SET OF TASKS:
1. In the post on free-market medical groups, which region does the writer plan to organize in?
2. Carry on the post on free-market medical groups from its final line.

QUOTED PASSAGE:
==========
There are a lot of doctors and healthcare providers who are unhappy (or worse) about this. It's very hard for me to understand how and why they have let things go this far down the road to serfdom... but here we are my friends.

In my search for regional or local capitalist medical providers, I have found some national groups that are promoting this approach. Here's the list.

When you see who is here, please ask yourself these questions:
Do you recognize any of them as having efforts in your area?
Do you have any experience or knowledge with a group that you can share?

Some of these groups organize on a chapter level. I'm investigating options and tradeoffs to determine which group(s) would be best to engage and propose for action in my Sacramento CA region. (Being the capital for the People's State of California, it's a target-rich landscape and a trend-setter for the rest of the country.)

If you happen to know anyone near me who might want to learn about future happenings and efforts, I'd greatly appreciate a referral or introduction. A coalition or network is forming. I have some doctors and med students eager to save their careers and independent judgment (and future wealth). Thanks, Brett

Free Market Medical Association (FMMA)
==========
[Region pointing data]

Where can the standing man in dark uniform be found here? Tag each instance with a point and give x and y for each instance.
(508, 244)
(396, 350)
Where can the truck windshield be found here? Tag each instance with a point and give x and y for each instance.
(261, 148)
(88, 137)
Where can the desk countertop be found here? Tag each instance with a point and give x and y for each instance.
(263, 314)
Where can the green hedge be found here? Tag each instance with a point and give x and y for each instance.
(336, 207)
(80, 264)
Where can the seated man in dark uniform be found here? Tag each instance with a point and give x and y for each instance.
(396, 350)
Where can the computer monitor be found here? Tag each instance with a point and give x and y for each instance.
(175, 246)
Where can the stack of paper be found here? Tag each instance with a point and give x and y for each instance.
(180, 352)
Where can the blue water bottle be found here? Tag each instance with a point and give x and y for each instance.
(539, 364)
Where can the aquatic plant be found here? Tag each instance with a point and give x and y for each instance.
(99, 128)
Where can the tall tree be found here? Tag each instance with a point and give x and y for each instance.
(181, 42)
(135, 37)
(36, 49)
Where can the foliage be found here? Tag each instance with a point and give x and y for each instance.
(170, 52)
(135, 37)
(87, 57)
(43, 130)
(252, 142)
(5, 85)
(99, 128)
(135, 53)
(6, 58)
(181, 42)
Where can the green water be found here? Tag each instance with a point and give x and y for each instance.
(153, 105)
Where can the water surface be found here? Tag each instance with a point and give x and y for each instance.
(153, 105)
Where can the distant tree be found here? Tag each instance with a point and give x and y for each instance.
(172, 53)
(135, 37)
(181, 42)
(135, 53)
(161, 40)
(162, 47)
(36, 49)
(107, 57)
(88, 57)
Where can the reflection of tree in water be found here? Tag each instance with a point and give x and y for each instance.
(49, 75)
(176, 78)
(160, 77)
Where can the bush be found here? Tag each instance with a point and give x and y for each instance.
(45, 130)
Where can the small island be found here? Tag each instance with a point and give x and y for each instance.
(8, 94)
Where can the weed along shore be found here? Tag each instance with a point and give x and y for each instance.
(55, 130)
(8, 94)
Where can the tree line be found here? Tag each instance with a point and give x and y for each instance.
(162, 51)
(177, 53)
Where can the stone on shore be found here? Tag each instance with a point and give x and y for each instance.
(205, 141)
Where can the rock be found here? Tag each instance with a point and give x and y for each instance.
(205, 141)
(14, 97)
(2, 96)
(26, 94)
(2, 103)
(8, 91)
==========
RESULTS IN ORDER:
1. The Sacramento, California region.

2.
https://fmma.org/providers/

Association of American Physicians and Surgeons.
This group has a broad and inclusive name like the AMA (Amer Medical Association) but their materials and efforts are refreshingly pro-liberty.
https://aapsonline.org/

Docs 4 Patient Care Foundation
https://d4pcfoundation.org/

They have a member who has created this:
Manual for starting up a DPC practice:
https://dpcmanual.com/

Benjamin Rush Institute
https://www.benjaminrushinstitute.org/

Finally, here is a doctor office in Wichita KS who I've been told about as an objectivist-principled practice. He put Atlas in his name so he must be serious about it. ;-)
Atlas MD - Josh Umbehr, MD
https://atlas.md/wichita/about-us/our...

If anyone has more suggestions I'll be grateful to learn about them. But please keep it focused on groups who are focused on IMPLEMENTING free market healthcare NOW at the STATE or LOCAL level, Not publishing white papers and lobbying in DC. Or tackling a lot of other issues besides heatlhcare. I am laser focused and need a group aligned with my goals (and values).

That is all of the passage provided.